AIM OF THE TASK
Repeat exactly, and only, the lines from the one containing "Front: indicate one pin on every instance of the bride" through the last line of the data below.

Region pointing data:

============================================================

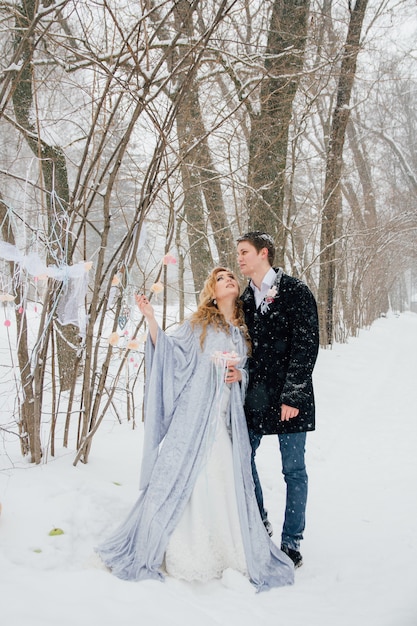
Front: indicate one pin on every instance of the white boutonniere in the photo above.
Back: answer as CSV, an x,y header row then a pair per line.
x,y
270,296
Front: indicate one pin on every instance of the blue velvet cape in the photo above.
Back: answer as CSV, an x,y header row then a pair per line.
x,y
179,395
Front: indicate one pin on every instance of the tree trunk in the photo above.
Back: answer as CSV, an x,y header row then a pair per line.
x,y
270,127
54,173
332,199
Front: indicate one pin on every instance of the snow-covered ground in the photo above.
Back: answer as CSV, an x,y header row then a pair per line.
x,y
360,546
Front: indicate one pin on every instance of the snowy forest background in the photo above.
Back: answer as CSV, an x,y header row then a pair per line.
x,y
139,139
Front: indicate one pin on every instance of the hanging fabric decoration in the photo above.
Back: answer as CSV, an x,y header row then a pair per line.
x,y
71,306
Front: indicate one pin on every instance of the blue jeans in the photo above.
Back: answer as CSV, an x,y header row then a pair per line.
x,y
292,447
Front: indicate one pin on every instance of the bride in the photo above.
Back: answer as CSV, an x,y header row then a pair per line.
x,y
197,514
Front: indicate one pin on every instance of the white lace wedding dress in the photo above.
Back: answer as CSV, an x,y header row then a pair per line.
x,y
207,539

============================================================

SOLUTION TO THIS PROBLEM
Front: indicate one pin on every instance of the bride in the photo above.
Back: answer as CSV, an x,y header row then a pair per line.
x,y
197,514
Front: indicate one pin on every instance of the white lace wedding dress in the photo above.
Back: answer as CSV, an x,y header row then a pair per line.
x,y
207,539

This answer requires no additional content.